▶ WHAT THE TASK ASKS: Repeat the records exactly as they appear, everything from the line containing "Final review: confirm the location of every shrine entrance" down to the line containing "[52,131,266,190]", with both of those lines included.

(Records from a collection)

********

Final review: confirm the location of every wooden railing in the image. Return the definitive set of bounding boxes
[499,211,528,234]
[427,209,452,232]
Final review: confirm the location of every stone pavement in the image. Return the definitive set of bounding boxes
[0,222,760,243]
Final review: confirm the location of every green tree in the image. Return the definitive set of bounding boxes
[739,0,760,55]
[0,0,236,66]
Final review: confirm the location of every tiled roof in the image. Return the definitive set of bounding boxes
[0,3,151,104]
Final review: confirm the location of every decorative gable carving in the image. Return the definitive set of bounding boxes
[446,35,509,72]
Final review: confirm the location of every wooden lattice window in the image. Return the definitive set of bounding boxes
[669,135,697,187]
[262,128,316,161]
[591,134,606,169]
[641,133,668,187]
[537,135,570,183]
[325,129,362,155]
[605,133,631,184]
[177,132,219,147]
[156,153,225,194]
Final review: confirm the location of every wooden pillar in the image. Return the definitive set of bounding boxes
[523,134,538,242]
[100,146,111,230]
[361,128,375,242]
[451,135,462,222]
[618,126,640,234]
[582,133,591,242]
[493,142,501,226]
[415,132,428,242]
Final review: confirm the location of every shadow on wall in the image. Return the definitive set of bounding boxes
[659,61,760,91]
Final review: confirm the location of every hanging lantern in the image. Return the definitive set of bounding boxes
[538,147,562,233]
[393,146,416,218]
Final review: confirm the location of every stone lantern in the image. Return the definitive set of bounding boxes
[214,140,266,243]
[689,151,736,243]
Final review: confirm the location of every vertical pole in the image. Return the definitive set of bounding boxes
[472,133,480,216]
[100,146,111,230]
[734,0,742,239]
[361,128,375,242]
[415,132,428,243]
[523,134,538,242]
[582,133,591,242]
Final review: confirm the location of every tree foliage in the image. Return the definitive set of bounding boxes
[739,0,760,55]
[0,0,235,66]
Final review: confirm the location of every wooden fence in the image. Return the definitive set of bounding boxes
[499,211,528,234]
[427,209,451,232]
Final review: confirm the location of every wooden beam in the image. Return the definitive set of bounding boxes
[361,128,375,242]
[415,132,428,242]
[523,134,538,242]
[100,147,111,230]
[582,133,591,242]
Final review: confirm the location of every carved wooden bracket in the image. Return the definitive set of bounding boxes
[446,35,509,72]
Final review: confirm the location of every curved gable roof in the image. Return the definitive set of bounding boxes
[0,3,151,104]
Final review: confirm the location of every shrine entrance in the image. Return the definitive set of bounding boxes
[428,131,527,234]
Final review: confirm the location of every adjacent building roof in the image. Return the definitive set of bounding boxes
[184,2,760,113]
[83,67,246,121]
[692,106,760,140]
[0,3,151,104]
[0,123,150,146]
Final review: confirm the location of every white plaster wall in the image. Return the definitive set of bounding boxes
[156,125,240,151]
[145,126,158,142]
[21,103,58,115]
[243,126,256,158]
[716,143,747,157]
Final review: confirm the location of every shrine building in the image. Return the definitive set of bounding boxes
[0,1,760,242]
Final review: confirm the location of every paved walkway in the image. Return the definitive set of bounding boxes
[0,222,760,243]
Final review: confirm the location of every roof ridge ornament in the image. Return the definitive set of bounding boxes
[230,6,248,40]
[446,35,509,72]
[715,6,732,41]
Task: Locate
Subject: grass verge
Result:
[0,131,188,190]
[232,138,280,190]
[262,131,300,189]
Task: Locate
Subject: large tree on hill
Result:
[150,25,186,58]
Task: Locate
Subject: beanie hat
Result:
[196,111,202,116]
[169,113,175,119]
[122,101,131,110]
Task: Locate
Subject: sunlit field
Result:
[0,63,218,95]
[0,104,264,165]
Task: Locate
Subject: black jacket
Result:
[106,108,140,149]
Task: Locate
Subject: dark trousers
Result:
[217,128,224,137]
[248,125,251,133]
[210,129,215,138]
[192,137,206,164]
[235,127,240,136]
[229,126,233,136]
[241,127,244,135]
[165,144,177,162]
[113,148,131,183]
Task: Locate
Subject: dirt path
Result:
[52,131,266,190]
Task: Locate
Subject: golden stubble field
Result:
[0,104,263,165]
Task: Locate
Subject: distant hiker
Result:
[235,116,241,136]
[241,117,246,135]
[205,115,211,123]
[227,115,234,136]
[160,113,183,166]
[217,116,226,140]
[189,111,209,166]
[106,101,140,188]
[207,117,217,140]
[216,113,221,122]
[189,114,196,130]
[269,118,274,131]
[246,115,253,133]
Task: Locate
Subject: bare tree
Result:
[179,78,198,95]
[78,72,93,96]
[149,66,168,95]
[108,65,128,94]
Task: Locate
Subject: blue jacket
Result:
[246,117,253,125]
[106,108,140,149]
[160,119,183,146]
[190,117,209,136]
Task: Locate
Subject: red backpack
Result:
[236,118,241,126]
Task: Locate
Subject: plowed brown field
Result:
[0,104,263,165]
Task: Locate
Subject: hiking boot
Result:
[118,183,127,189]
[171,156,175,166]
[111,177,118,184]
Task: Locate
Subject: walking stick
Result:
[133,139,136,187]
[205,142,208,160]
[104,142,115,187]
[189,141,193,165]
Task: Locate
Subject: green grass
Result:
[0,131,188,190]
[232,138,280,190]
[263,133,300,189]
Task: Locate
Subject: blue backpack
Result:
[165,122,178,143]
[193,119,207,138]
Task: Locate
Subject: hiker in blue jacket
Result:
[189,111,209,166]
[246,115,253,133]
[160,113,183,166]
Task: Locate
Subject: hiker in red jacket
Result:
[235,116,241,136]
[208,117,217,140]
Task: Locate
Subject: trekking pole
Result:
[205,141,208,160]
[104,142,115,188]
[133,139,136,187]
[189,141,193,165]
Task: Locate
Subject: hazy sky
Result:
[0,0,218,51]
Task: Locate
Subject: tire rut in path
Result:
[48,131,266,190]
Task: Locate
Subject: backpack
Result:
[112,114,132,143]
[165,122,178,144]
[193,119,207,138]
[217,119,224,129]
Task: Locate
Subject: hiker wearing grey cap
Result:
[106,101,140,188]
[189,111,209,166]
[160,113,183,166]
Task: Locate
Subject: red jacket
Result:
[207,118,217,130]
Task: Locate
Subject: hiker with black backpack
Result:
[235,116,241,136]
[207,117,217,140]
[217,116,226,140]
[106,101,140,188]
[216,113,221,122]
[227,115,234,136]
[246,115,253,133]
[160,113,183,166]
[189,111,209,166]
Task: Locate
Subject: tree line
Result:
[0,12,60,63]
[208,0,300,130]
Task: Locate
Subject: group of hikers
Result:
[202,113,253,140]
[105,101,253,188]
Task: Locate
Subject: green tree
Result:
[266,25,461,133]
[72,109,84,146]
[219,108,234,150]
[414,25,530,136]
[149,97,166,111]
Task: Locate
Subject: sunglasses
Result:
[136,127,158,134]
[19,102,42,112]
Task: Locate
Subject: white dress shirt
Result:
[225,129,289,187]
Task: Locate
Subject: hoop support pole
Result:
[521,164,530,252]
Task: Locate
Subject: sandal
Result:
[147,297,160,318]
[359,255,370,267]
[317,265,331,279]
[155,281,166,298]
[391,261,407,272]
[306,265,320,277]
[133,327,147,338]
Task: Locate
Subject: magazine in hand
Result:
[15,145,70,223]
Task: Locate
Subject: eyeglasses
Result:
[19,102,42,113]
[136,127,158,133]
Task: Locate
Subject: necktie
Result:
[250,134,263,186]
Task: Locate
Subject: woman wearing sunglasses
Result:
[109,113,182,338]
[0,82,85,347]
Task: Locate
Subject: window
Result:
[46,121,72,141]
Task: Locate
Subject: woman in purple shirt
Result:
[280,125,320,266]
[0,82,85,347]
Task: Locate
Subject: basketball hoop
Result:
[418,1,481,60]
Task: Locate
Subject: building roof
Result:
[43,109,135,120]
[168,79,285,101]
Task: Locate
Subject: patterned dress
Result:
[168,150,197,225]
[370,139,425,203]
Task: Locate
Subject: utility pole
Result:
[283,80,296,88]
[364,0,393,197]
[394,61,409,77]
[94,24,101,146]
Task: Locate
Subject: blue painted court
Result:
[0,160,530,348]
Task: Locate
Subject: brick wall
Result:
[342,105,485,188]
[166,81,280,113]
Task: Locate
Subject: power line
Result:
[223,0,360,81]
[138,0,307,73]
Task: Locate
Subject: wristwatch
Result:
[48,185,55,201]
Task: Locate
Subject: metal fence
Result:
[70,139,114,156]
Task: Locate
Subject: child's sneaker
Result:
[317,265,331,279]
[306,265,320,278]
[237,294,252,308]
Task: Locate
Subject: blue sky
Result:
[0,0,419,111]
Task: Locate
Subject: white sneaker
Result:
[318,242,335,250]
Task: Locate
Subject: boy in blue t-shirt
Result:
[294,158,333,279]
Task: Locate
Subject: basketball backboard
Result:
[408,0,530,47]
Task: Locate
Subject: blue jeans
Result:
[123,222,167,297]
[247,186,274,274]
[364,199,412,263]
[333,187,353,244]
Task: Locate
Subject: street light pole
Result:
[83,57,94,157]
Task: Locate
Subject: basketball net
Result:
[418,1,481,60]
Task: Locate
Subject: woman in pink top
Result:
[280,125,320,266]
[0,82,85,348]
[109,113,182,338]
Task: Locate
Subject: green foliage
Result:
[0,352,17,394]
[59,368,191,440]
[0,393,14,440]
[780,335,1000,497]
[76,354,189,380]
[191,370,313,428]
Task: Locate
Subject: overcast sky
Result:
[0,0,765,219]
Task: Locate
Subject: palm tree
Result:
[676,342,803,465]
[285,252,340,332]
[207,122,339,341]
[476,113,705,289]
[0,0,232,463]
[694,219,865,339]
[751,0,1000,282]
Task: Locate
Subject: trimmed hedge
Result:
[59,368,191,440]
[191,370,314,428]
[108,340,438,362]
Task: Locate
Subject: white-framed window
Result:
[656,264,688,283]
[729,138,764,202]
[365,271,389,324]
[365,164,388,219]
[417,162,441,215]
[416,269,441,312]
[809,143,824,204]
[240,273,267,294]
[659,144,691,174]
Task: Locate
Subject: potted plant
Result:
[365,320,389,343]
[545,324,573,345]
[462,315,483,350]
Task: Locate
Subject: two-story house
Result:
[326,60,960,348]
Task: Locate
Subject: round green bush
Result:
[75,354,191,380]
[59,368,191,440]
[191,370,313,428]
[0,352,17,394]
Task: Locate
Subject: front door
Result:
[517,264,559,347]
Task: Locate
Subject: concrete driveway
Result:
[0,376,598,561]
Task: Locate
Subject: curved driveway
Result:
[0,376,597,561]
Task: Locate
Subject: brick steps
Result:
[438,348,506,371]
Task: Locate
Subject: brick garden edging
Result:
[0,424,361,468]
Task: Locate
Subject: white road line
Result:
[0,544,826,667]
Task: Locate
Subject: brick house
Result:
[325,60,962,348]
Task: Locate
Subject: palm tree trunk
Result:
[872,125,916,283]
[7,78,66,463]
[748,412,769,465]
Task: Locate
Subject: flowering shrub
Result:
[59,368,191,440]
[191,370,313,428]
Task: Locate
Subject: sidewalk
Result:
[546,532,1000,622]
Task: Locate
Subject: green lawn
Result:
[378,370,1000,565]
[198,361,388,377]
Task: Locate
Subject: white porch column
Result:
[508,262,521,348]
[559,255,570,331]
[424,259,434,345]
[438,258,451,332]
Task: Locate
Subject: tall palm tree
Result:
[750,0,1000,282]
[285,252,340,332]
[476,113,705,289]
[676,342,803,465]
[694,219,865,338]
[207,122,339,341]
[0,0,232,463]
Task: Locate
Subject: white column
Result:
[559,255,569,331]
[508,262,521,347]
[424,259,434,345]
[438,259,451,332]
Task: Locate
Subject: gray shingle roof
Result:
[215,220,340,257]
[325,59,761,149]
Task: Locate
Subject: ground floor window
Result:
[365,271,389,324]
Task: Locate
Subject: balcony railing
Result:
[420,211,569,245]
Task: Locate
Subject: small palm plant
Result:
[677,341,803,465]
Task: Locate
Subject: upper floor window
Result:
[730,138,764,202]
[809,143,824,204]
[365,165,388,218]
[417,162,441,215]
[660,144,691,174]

********

▶ EXPECTED ANSWER:
Final review: confirm the location of every shrine entrance in the image. Return the definitive set of bounding boxes
[428,131,527,234]
Final review: confirm the location of every adjacent building roof in the image. Return the definitive set of bounding boxes
[184,2,760,113]
[83,67,246,121]
[692,106,760,140]
[0,3,151,104]
[0,123,150,146]
Final review: confirm the location of every white plaster wall in the image. Return the definitive set of bounding boxes
[156,125,240,151]
[145,126,158,142]
[21,103,58,115]
[243,126,256,158]
[716,143,747,157]
Final review: confirm the location of every shrine building in the image. Return the definitive set of bounding boxes
[0,1,760,242]
Final review: confirm the location of every paved walkway in the image. Return the definitive set of bounding boxes
[0,222,760,243]
Final review: confirm the location of every roof ridge ornament in the image. Return the definitive set of bounding boxes
[230,6,248,40]
[446,35,509,72]
[715,6,732,41]
Task: Locate
Subject: grass verge
Result:
[0,131,188,190]
[232,138,280,190]
[262,131,300,189]
Task: Locate
Subject: large tree on hill
Result:
[150,25,186,58]
Task: Locate
Subject: beanie hat
Result:
[196,111,202,116]
[169,113,175,119]
[122,101,131,110]
Task: Locate
Subject: sunlit field
Result:
[0,63,218,95]
[0,104,264,165]
Task: Locate
Subject: black jacket
Result:
[106,108,140,149]
Task: Locate
Subject: dark trousers
Result:
[217,128,224,137]
[248,125,251,133]
[210,129,215,138]
[192,137,206,164]
[235,127,240,136]
[229,126,233,136]
[241,127,244,135]
[165,144,177,162]
[113,148,131,183]
Task: Locate
Subject: dirt path
Result:
[52,131,266,190]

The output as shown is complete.